* [AIM OF THE EXERCISE]: Your answer should consist of the line holding "Target: car wheel" and all lines after it to the end of the material, copied exactly.

================================

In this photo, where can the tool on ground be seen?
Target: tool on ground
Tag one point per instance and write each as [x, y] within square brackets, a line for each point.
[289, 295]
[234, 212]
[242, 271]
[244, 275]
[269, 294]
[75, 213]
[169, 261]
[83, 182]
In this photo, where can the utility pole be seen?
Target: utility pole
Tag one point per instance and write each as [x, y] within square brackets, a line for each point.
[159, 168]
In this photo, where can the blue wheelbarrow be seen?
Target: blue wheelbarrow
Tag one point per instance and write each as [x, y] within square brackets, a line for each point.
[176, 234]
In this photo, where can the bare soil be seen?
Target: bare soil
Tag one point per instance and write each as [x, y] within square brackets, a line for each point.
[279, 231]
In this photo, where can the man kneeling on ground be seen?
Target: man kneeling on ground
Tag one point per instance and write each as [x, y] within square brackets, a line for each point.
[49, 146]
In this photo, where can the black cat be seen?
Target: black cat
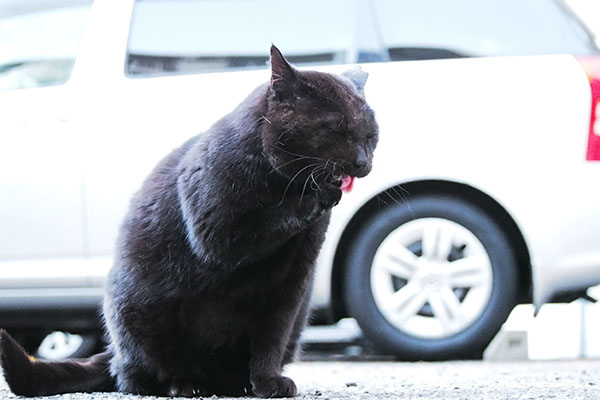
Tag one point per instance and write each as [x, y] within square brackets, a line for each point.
[215, 260]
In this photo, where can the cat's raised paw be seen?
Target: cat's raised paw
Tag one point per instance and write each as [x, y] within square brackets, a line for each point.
[277, 386]
[185, 390]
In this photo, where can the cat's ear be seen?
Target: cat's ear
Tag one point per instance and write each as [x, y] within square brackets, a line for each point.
[358, 77]
[283, 75]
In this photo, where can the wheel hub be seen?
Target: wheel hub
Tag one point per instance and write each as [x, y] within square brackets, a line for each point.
[431, 278]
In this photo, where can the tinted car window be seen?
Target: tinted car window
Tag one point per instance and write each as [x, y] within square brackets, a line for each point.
[196, 36]
[39, 41]
[428, 29]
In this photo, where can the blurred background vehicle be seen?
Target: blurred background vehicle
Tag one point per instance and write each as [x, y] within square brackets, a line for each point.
[483, 194]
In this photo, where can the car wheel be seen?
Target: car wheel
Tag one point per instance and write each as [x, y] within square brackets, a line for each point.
[432, 279]
[61, 345]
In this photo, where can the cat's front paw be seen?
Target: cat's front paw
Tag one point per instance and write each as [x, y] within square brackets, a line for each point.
[276, 386]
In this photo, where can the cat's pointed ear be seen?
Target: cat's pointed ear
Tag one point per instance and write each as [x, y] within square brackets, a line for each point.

================================

* [RESULT]:
Target: car wheel
Tag one point per instance and write each as [x, y] within square brackets, a line for each point.
[432, 279]
[61, 345]
In this photo, where can the cat's front paw be seen?
Target: cat's front paw
Tag one point per instance and write each as [x, y] within square brackets, a line for each point.
[276, 386]
In this photo, where can the cat's pointed ear be seen?
Target: cat's pointed ear
Tag one point per instance and write each as [x, y] within square brackets, a line for each point.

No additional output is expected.